▶ EXERCISE AIM:
Keep the lines exact and the pictures out as you repeat the following listing.

═════ DATASET EXTRACT

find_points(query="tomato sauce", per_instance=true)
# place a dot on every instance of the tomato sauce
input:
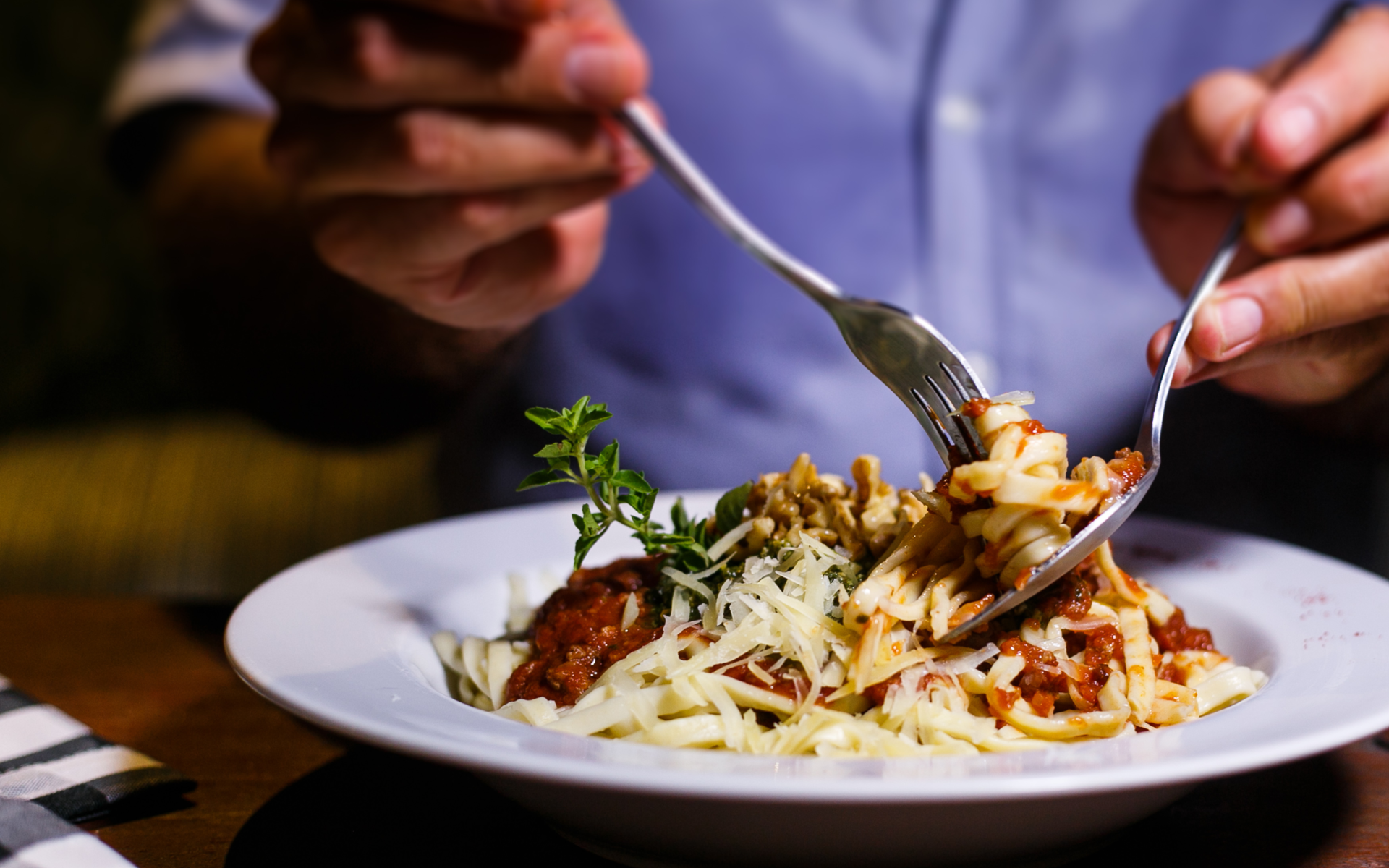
(1067, 599)
(1129, 467)
(578, 634)
(1180, 637)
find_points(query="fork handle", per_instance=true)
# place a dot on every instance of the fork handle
(688, 178)
(1150, 433)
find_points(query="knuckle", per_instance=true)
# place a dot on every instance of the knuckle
(373, 54)
(425, 140)
(481, 216)
(1296, 297)
(1354, 193)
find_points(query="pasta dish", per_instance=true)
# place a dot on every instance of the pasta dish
(807, 616)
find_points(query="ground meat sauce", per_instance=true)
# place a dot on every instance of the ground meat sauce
(974, 409)
(1037, 685)
(1129, 467)
(1180, 637)
(1067, 599)
(578, 634)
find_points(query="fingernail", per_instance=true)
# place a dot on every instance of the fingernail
(1188, 365)
(1239, 318)
(1294, 128)
(1284, 226)
(596, 71)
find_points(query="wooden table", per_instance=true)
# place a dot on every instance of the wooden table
(277, 792)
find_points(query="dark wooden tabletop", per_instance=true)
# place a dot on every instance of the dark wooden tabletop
(277, 792)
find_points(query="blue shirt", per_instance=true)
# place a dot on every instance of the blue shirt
(969, 161)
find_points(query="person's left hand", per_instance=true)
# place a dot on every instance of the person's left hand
(1306, 320)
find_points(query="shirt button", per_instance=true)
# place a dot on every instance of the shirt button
(959, 113)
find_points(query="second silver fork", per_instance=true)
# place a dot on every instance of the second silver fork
(903, 350)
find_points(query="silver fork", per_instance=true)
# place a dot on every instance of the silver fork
(1150, 433)
(903, 350)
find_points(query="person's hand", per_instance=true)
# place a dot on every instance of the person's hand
(1306, 320)
(454, 155)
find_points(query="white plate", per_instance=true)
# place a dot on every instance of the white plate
(344, 641)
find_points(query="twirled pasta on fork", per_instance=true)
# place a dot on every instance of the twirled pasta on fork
(817, 625)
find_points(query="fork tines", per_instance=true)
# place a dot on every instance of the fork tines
(956, 431)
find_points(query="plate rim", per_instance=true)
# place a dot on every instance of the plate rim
(753, 788)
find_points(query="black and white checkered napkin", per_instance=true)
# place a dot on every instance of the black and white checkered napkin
(53, 770)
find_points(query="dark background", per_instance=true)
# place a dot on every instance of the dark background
(82, 328)
(117, 471)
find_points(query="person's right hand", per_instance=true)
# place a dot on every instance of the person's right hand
(454, 155)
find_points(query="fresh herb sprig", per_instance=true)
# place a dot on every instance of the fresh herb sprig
(621, 496)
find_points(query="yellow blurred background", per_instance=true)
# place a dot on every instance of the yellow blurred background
(117, 472)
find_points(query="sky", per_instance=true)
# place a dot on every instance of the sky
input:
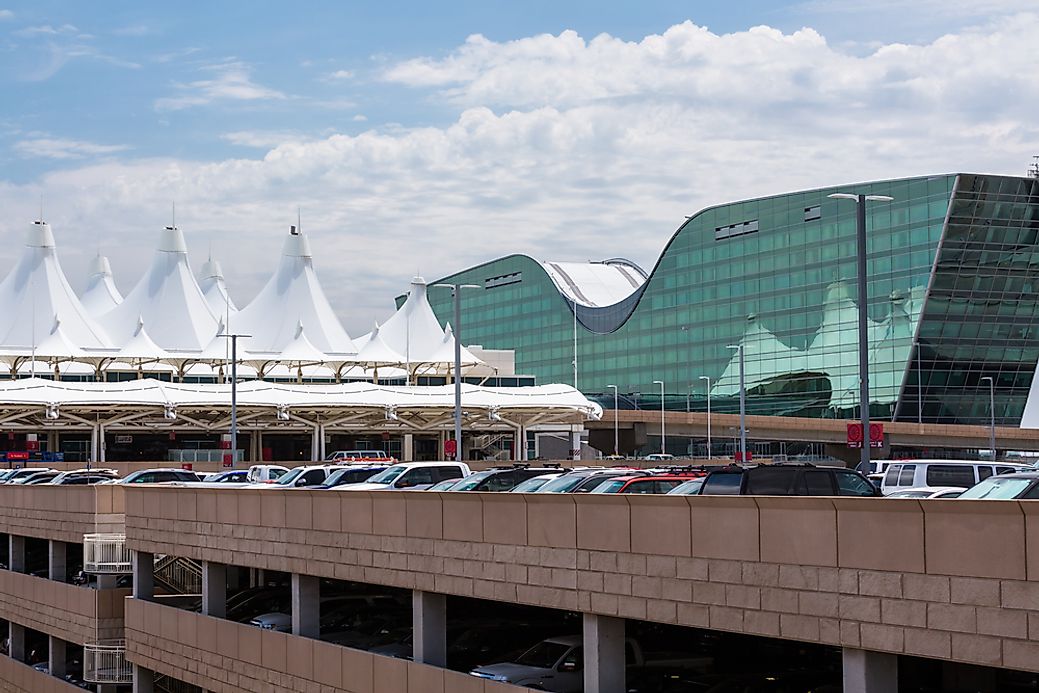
(416, 137)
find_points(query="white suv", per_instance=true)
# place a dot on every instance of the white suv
(410, 476)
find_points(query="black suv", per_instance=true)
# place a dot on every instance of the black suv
(787, 479)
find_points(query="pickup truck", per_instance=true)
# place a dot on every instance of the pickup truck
(557, 664)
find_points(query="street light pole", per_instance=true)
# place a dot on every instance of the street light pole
(663, 440)
(710, 454)
(991, 414)
(456, 293)
(616, 428)
(743, 405)
(234, 395)
(863, 338)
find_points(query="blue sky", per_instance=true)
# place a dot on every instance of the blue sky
(425, 136)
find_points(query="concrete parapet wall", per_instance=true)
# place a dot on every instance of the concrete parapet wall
(225, 657)
(953, 580)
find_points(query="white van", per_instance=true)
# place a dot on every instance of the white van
(962, 473)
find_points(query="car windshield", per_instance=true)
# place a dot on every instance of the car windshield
(532, 484)
(388, 476)
(562, 484)
(997, 488)
(290, 477)
(611, 486)
(543, 655)
(687, 487)
(472, 481)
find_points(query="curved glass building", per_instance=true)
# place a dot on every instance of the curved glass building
(953, 269)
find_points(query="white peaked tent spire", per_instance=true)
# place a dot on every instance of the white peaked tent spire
(168, 296)
(377, 352)
(414, 329)
(101, 294)
(215, 289)
(35, 295)
(291, 298)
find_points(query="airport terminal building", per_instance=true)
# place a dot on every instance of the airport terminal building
(953, 275)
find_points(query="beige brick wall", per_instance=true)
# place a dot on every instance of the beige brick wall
(60, 512)
(956, 580)
(18, 677)
(225, 657)
(70, 612)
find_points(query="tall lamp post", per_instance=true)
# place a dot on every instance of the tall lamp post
(863, 341)
(743, 405)
(234, 394)
(991, 414)
(456, 292)
(663, 440)
(616, 428)
(703, 377)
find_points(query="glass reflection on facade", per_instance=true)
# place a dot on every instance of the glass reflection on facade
(951, 269)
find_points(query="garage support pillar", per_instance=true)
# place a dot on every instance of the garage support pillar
(143, 575)
(867, 671)
(305, 606)
(429, 613)
(143, 680)
(57, 560)
(57, 655)
(16, 646)
(604, 654)
(214, 589)
(16, 553)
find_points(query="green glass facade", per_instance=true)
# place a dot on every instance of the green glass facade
(953, 262)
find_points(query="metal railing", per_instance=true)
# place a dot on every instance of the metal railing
(179, 575)
(106, 554)
(106, 663)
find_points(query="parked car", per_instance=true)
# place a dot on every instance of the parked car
(500, 478)
(662, 482)
(341, 456)
(557, 664)
(928, 491)
(534, 483)
(1006, 486)
(158, 476)
(915, 473)
(19, 476)
(266, 473)
(84, 477)
(310, 476)
(691, 487)
(411, 476)
(582, 481)
(352, 474)
(787, 479)
(38, 477)
(231, 476)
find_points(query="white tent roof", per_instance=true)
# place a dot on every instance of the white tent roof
(168, 296)
(215, 289)
(414, 329)
(376, 351)
(293, 296)
(101, 294)
(35, 295)
(149, 392)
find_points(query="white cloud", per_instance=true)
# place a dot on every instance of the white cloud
(56, 148)
(232, 81)
(565, 149)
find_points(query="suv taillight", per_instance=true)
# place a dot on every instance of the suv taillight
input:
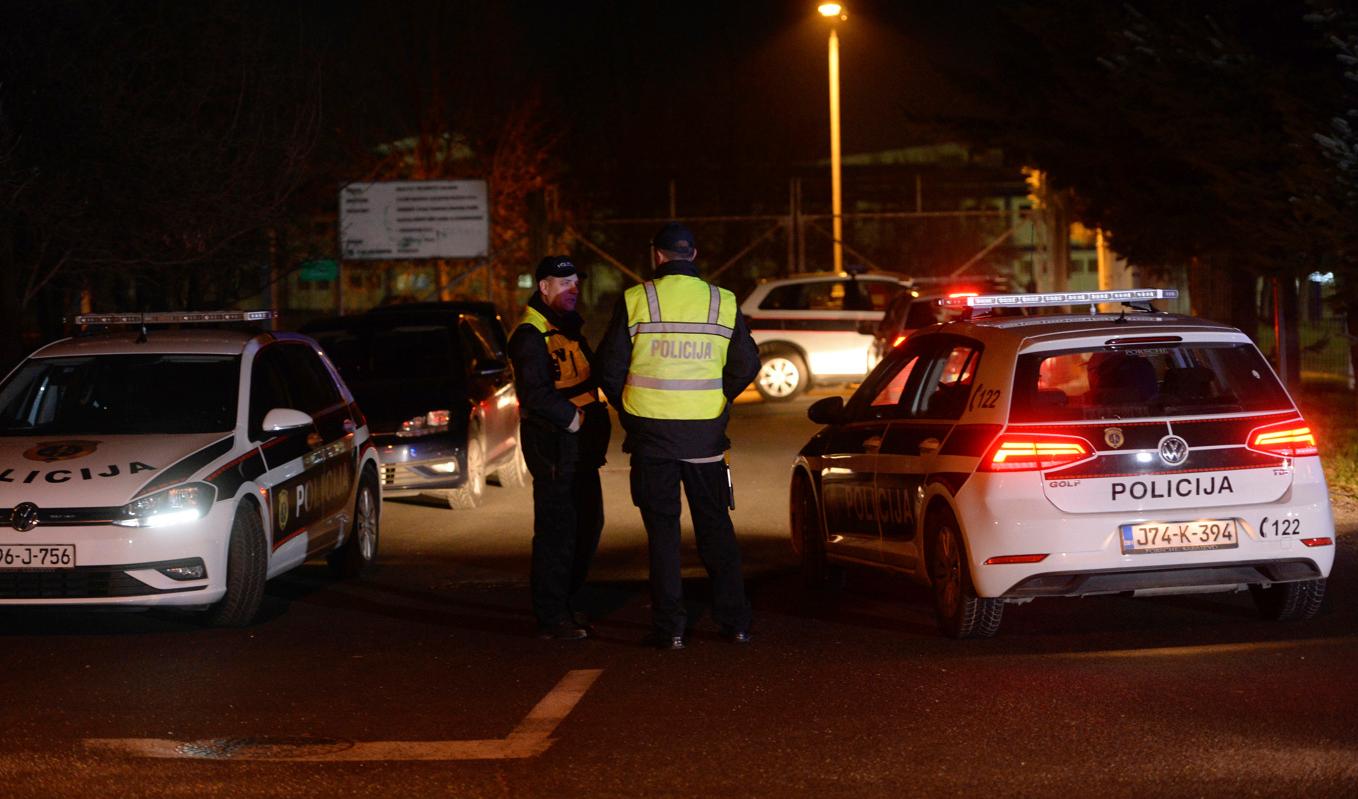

══════════

▶ ANSWER FOR THIS EXERCISE:
find_points(query="tomato sauce", per_instance=true)
# place a dot on every instance of the tomato sauce
input:
(1067, 599)
(1129, 467)
(578, 634)
(1180, 637)
find_points(query="fork handle", per_instance=true)
# place a dot on every instance of the fork handle
(688, 178)
(1150, 433)
find_points(query="knuckle", per_instance=true)
# place a dot on every instance of the knuckle
(373, 54)
(425, 140)
(481, 216)
(1296, 297)
(1354, 193)
find_points(query="pasta dish", per_instance=true)
# place a dot on every instance of the pasta dish
(807, 616)
find_points(query="ground meat sauce", per_instance=true)
# place a dot on every instance of the ground meat sauce
(974, 409)
(1037, 685)
(1129, 467)
(1180, 637)
(1067, 599)
(578, 634)
find_points(query="fingernail", per_instance=true)
# place a dot on every instance of the fingernail
(1188, 365)
(1239, 318)
(1294, 128)
(1284, 226)
(596, 71)
find_points(query="wooden table", per_instance=true)
# place a dot on every instance of the wooden table
(277, 792)
find_points(query="dark wooden tabletop", per_instance=true)
# place a dot on every instance of the dark wooden tabletop
(277, 792)
find_points(query="blue shirt", per_instance=true)
# place a dot on every instance of the blue shirt
(969, 161)
find_points(query="person's left hand", per_instance=true)
# place a dot on every instance of the person's left hand
(1306, 320)
find_points(query="shirt button", per_instance=true)
# place a dot on every instance of the shirt button
(959, 113)
find_points(query="second silver fork", per_instance=true)
# place a dot on every instance of the second silver fork
(903, 350)
find_points(query="silver fork", per_instance=true)
# place a dot on every instance of the silver fork
(1150, 433)
(903, 350)
find_points(query="person's hand", per_instance=true)
# place a dot on every instance of the person's hand
(1306, 320)
(454, 155)
find_points(query="white plate", per_instance=true)
# place a dot on every instance of the white plate
(344, 641)
find_points(query="twirled pasta on fork", per_instance=true)
# place a dot on every instance of the twirled pasta on fork
(817, 625)
find_points(query="fork tines", per_instance=true)
# place a dot on every instance of the fork tines
(956, 431)
find_points(query="plate rim", per_instance=true)
# place a dot on every instance of the plate rim
(753, 788)
find_points(query="black and white checkered napkin", per_instance=true)
# place a dot on every instance of the black and white checkered napkin
(53, 770)
find_points(query="dark background", per_instance=true)
# place a dot on every instance of the dark background
(82, 328)
(117, 471)
find_points(query="person's right hand", per_instance=true)
# place a dot on every instance of the person's right hand
(454, 155)
find_points(query="fresh herb sprig", per_instance=true)
# place a dot on every instance of the fresh herb sprig
(621, 496)
find_points(query="yellow blurred background", per_instance=true)
# place a dot on every instance of the yellow blurred background
(117, 472)
find_points(query="sky", per_instance=true)
# place a dot on every instance of the sky
input:
(416, 137)
find_points(query="white suv", per_instance=true)
# place a dot on every instance of the white suv
(410, 476)
find_points(query="black suv", per_instance=true)
# place a dot on every instance of the black suv
(787, 479)
find_points(query="pickup truck", per_instance=true)
# place a dot on every instance of the pickup truck
(557, 664)
find_points(query="street light pole", per_instance=true)
# place a dot on every instance of the street light pole
(663, 440)
(710, 454)
(991, 414)
(456, 293)
(616, 428)
(743, 405)
(234, 395)
(863, 338)
find_points(query="blue sky", per_instance=true)
# place a dot on every instance of the blue sky
(425, 136)
find_points(query="concrete parapet wall", per_instance=true)
# place a dot on every instance of the concrete parapet wall
(225, 657)
(953, 580)
find_points(query="white van", per_instance=true)
# place a dot on every instance of the white van
(962, 473)
find_points(query="car windshield", per_instance=true)
# place a dot on every instance of the car windshield
(532, 484)
(388, 476)
(562, 484)
(997, 488)
(290, 477)
(611, 486)
(543, 655)
(687, 487)
(472, 481)
find_points(query="curved glass building", per_instance=true)
# place a dot on every instance of the curved glass building
(953, 269)
find_points(query="white peaked tent spire", per_instance=true)
# place a dot on every instance of the white peaked tent spire
(168, 296)
(377, 352)
(414, 329)
(101, 294)
(215, 289)
(35, 295)
(291, 298)
find_points(query="airport terminal building", per_instance=true)
# place a dot on every instance of the airport terminal building
(953, 275)
find_points(query="beige brick wall", per_instance=true)
# place a dot on every instance of the beige brick wall
(60, 512)
(956, 580)
(18, 677)
(225, 657)
(70, 612)
find_points(query="tall lamp post", per_instance=true)
# place a dot on every instance of the tall lamp post
(863, 341)
(743, 405)
(234, 394)
(991, 414)
(456, 292)
(663, 440)
(616, 428)
(703, 377)
find_points(query="glass reflection on facade", per_instance=true)
# place a dot on every instance of the glass reflection on facade
(951, 269)
find_points(query="garage support pillar", per_instance=true)
# place a dot on every instance of the garage support pillar
(143, 575)
(867, 671)
(305, 606)
(429, 613)
(143, 680)
(57, 560)
(57, 655)
(16, 646)
(604, 654)
(214, 589)
(16, 553)
find_points(query="green glass facade", per_instance=true)
# place a dot on every instance of the green glass facade
(953, 262)
find_points(query="metal railing", per_instance=true)
# place a dot on every instance of the metal railing
(179, 575)
(106, 554)
(106, 663)
find_points(query="parked car", per_instance=true)
# place a dot on every instance of the parked car
(500, 478)
(662, 482)
(341, 456)
(557, 664)
(928, 491)
(534, 483)
(1006, 486)
(158, 476)
(915, 473)
(19, 476)
(266, 473)
(84, 477)
(310, 476)
(691, 487)
(411, 476)
(582, 481)
(352, 474)
(787, 479)
(38, 477)
(231, 476)
find_points(query="white tent roof", per_instance=true)
# place a dot on every instance of the white tent roof
(168, 296)
(215, 289)
(414, 329)
(376, 351)
(293, 296)
(101, 294)
(35, 295)
(149, 392)
find_points(query="white cloud", per_instance=true)
# place a dot on every instance of the white cloud
(56, 148)
(232, 81)
(565, 149)
find_points(query="suv taillight", per_instance=true)
# place a dot on every instance of the suv taillight
input:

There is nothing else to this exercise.